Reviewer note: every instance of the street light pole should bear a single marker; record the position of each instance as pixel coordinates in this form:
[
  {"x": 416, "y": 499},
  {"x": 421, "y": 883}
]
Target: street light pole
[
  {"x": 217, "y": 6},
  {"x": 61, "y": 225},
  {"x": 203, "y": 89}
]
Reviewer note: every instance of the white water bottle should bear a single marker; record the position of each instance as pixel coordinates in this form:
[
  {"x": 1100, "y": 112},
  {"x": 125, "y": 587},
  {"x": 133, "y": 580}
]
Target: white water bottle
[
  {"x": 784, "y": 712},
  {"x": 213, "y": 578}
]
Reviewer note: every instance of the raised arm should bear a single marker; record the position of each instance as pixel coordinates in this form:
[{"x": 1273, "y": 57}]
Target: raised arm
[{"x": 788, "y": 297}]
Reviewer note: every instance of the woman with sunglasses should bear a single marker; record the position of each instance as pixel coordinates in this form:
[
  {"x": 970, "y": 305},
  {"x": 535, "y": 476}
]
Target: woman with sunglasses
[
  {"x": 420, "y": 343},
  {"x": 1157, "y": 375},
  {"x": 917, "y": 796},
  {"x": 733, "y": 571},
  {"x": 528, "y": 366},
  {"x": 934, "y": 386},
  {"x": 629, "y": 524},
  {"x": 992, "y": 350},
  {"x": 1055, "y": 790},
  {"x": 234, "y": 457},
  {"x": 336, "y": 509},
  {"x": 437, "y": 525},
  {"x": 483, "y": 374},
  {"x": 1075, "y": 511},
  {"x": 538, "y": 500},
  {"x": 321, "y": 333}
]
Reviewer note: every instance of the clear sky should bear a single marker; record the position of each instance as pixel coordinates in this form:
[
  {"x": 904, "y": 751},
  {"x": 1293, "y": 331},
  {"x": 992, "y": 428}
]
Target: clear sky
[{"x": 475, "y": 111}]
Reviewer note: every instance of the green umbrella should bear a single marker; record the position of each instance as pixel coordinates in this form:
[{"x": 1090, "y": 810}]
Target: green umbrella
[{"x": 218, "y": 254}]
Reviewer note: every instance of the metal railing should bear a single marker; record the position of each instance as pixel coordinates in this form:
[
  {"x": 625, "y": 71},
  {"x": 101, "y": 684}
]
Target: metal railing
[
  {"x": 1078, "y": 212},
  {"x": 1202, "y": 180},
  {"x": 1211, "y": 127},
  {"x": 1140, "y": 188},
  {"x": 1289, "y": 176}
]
+++
**AIM OF THE EXERCISE:** Quote all of the data above verbatim, from its first line through its last.

**THE OUTPUT:**
Reviewer note: every instance of the street light pole should bear a single marker; record the position of each instance as pixel coordinates in this form:
[
  {"x": 416, "y": 499},
  {"x": 421, "y": 883}
]
Target: street light pole
[
  {"x": 217, "y": 6},
  {"x": 61, "y": 225},
  {"x": 203, "y": 89}
]
Reviewer note: every instance of the white water bottle should bear a single marker; record the position of each instance as pixel coordinates in this form:
[
  {"x": 1100, "y": 112},
  {"x": 125, "y": 587},
  {"x": 133, "y": 580}
]
Target: white water bottle
[
  {"x": 784, "y": 712},
  {"x": 213, "y": 578}
]
Reviewer note: every instance of the raised arm should bear a single marker; record the position of each instance as pixel coordinates in this form:
[{"x": 1273, "y": 57}]
Target: raised arm
[{"x": 788, "y": 297}]
Reviewer note: every instance of the woman with sunglasses should bear a single marker; record the position of each instance as pixel coordinates in this form:
[
  {"x": 970, "y": 305},
  {"x": 535, "y": 476}
]
Target: woman with sunglasses
[
  {"x": 420, "y": 343},
  {"x": 1157, "y": 375},
  {"x": 917, "y": 796},
  {"x": 733, "y": 571},
  {"x": 528, "y": 366},
  {"x": 934, "y": 386},
  {"x": 629, "y": 524},
  {"x": 992, "y": 350},
  {"x": 1055, "y": 790},
  {"x": 234, "y": 457},
  {"x": 336, "y": 509},
  {"x": 437, "y": 525},
  {"x": 483, "y": 374},
  {"x": 1075, "y": 511},
  {"x": 538, "y": 500},
  {"x": 321, "y": 333}
]
Reviewer note: every instance of the clear sky should bear a single marker; record the position of each instance as pixel coordinates in this form:
[
  {"x": 904, "y": 751},
  {"x": 1293, "y": 331},
  {"x": 992, "y": 428}
]
Target: clear sky
[{"x": 475, "y": 111}]
Reviewer note: every instance of the green umbrella should bear a single marker; record the position of each instance as pixel coordinates in this form:
[{"x": 1090, "y": 810}]
Target: green umbrella
[{"x": 218, "y": 254}]
Reviewer note: every instance of the metal railing should bear a single marker; record the position of each instance as pixel coordinates in this form:
[
  {"x": 625, "y": 71},
  {"x": 101, "y": 684}
]
Target: metal railing
[
  {"x": 1078, "y": 212},
  {"x": 1202, "y": 180},
  {"x": 1211, "y": 127},
  {"x": 1140, "y": 188},
  {"x": 1289, "y": 176}
]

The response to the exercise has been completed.